Text block |
----------

Editor’s note: This article was originally published in December 2018, as part of the build-up to the Hockey World Cup. The text and information in this article reflects that time. It is being republished after PR Sreejesh starred in the famous bronze medal for India at Tokyo 2020 Olympic Games.


The Raveendran household in Ernakulam, Kerala, faced a bit of a predicament at the onset of the ongoing millennium. In 1998, PV Raveendran and his wife Usha were reluctant to let their 12-year-old son join the GV Raja Sports School in Thiruvananthapuram, about 200 km away from home.

The boy, after excelling in school-level shot put, wanted to pursue sports. He was excited about the prospect of joining the school. But when the moment he longed for arrived, when his dad enrolled him there and was about to leave, the fear of missing home and family gripped him.

“Who will take care of me if I am down with a flu?” he asked his father, fighting back tears. Raveendran found it hard, too, to bid his preteen son goodbye. So, when the boy was staring at a plane flying over the school, Raveendran snuck away.

----------

Given information |
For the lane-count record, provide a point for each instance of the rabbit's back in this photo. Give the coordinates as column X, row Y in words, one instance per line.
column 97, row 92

----------

Exercises |
A - Reproduce the passage of the Sreejesh article between "The Raveendran household" and "family gripped him.", inclusive.
B - List every person named in the Sreejesh article.
C - According to the Sreejesh article, how far from home was the GV Raja Sports School?

Response list |
A -
The Raveendran household in Ernakulam, Kerala, faced a bit of a predicament at the onset of the ongoing millennium. In 1998, PV Raveendran and his wife Usha were reluctant to let their 12-year-old son join the GV Raja Sports School in Thiruvananthapuram, about 200 km away from home.

The boy, after excelling in school-level shot put, wanted to pursue sports. He was excited about the prospect of joining the school. But when the moment he longed for arrived, when his dad enrolled him there and was about to leave, the fear of missing home and family gripped him.

B - PR Sreejesh, PV Raveendran, Usha

C - About 200 km away.